(Point localization data)
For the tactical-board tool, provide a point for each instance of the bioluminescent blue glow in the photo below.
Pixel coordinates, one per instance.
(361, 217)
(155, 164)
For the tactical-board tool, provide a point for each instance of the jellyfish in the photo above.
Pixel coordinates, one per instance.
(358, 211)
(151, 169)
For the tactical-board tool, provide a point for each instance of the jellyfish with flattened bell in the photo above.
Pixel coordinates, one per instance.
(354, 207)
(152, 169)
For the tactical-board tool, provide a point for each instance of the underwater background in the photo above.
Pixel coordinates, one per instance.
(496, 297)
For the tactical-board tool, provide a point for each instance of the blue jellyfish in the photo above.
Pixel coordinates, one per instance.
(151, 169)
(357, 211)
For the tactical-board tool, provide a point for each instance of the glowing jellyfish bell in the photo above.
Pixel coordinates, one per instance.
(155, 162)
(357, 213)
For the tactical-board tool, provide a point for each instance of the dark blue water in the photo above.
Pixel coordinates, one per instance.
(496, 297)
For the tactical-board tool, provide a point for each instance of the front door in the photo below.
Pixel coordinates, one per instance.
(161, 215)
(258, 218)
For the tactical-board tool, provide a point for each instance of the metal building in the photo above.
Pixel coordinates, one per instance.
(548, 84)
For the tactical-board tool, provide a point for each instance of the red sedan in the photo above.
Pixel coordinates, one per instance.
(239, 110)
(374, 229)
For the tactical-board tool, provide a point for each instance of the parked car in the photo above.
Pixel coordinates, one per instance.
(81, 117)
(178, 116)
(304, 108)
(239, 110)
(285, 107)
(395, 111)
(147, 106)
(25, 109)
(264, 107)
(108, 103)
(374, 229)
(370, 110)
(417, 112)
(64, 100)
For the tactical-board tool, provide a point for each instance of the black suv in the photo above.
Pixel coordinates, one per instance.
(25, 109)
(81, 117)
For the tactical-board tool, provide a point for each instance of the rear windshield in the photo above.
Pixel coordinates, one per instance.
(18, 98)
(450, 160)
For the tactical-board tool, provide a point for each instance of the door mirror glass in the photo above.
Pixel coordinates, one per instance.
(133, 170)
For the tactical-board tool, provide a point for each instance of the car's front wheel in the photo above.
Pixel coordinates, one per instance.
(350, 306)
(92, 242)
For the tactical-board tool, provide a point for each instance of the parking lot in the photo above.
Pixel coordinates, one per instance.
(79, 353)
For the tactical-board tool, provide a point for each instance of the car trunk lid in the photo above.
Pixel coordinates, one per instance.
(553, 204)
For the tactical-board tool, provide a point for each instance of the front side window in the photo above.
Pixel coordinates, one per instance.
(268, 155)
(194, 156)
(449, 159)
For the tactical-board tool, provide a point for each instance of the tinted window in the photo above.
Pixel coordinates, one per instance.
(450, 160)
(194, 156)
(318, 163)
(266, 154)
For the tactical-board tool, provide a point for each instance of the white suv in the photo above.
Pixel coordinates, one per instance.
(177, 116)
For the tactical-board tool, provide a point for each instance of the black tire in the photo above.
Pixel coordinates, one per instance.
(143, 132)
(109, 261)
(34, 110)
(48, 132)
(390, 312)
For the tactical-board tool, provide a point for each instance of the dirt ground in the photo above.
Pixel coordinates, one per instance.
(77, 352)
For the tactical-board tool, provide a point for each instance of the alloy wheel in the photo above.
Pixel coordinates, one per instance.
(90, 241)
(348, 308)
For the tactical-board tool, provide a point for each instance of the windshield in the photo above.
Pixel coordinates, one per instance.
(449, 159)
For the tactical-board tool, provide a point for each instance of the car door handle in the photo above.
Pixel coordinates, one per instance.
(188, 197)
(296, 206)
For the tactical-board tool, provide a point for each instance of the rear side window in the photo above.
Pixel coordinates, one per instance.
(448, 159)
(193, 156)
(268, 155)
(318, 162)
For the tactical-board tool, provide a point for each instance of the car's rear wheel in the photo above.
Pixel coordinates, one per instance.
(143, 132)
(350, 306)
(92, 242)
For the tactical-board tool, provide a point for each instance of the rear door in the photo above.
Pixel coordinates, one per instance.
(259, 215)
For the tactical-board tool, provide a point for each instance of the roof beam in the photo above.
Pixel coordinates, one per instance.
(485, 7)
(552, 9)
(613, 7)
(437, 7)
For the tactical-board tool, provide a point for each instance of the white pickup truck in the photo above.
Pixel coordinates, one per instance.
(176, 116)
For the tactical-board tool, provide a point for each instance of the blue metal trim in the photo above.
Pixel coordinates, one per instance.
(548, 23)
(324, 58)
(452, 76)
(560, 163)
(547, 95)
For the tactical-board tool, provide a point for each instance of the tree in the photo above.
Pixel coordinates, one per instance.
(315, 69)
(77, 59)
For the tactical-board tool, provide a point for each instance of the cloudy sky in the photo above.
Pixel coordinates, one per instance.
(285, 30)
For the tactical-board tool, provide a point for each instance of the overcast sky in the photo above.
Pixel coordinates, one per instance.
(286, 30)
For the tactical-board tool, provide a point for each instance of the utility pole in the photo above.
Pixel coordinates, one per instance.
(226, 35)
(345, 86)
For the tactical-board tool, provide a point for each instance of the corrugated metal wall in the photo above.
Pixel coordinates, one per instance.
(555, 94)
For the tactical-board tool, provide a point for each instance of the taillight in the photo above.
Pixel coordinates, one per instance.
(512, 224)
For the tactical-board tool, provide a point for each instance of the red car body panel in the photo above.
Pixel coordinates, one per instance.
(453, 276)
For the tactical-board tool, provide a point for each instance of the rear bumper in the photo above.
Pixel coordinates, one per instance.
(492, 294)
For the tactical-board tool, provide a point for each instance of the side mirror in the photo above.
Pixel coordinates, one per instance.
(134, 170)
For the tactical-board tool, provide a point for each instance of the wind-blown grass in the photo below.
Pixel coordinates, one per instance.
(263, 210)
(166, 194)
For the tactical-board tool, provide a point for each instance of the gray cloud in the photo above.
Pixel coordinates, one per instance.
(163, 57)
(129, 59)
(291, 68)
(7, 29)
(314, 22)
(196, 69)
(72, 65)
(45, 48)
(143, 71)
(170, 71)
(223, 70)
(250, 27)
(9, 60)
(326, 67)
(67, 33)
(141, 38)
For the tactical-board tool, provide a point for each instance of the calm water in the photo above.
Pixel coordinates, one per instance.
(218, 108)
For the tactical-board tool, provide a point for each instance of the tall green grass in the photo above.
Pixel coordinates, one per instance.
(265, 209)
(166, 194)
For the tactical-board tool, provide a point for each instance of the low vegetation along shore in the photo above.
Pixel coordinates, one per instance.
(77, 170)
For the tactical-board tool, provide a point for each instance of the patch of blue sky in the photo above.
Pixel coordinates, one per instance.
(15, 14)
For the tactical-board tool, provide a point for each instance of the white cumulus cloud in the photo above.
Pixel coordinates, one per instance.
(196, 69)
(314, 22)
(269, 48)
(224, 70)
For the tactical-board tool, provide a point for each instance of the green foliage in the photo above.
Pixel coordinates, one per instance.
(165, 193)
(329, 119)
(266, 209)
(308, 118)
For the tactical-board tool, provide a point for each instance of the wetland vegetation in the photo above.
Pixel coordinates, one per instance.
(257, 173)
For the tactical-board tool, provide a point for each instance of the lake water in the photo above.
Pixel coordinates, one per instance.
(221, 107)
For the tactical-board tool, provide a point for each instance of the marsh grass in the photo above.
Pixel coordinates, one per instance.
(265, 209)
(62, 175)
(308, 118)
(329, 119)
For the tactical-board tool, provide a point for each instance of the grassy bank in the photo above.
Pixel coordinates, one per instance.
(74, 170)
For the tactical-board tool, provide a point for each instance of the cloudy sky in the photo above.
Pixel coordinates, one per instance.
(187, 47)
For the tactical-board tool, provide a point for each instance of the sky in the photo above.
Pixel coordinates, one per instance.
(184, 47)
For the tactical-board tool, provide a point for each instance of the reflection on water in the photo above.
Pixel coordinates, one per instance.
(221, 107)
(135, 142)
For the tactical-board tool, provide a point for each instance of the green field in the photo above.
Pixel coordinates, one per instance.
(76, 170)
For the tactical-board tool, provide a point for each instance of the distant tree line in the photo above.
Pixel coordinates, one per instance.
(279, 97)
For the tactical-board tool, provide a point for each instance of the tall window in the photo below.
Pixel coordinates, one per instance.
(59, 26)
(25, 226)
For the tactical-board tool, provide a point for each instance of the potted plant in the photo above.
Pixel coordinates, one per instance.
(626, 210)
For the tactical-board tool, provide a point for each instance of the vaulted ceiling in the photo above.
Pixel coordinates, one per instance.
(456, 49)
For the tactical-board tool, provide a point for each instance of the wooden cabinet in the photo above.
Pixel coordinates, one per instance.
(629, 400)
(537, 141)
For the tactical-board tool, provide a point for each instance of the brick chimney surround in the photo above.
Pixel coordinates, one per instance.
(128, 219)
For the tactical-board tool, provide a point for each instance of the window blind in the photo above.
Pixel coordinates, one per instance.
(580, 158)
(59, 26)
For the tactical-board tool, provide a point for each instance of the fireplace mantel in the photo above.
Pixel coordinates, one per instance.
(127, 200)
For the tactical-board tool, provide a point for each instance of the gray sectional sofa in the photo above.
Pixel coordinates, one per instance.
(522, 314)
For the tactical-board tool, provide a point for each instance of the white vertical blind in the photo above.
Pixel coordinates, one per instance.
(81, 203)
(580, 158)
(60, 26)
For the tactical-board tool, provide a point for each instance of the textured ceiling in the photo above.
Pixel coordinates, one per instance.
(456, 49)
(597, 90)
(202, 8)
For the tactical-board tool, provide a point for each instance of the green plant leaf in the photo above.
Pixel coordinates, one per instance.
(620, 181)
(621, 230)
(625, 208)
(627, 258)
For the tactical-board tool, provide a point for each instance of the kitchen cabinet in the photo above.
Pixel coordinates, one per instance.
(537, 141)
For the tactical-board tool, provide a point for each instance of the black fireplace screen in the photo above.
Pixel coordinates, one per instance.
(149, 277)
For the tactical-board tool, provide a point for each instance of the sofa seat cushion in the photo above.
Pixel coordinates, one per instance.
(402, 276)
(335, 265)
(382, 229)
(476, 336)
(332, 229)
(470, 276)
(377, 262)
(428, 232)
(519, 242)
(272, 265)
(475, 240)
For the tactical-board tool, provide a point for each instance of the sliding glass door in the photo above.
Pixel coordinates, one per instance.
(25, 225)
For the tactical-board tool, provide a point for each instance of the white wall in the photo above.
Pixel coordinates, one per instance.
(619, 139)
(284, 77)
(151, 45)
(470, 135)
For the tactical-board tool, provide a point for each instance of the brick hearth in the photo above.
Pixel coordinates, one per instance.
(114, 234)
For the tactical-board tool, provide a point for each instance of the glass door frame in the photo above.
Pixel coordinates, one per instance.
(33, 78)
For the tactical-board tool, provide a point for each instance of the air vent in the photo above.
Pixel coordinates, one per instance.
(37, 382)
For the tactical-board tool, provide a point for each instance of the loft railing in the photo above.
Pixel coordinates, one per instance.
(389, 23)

— What the task asks —
Respond with nothing but the number of lines in the data above that include the word "rear".

— Task result —
5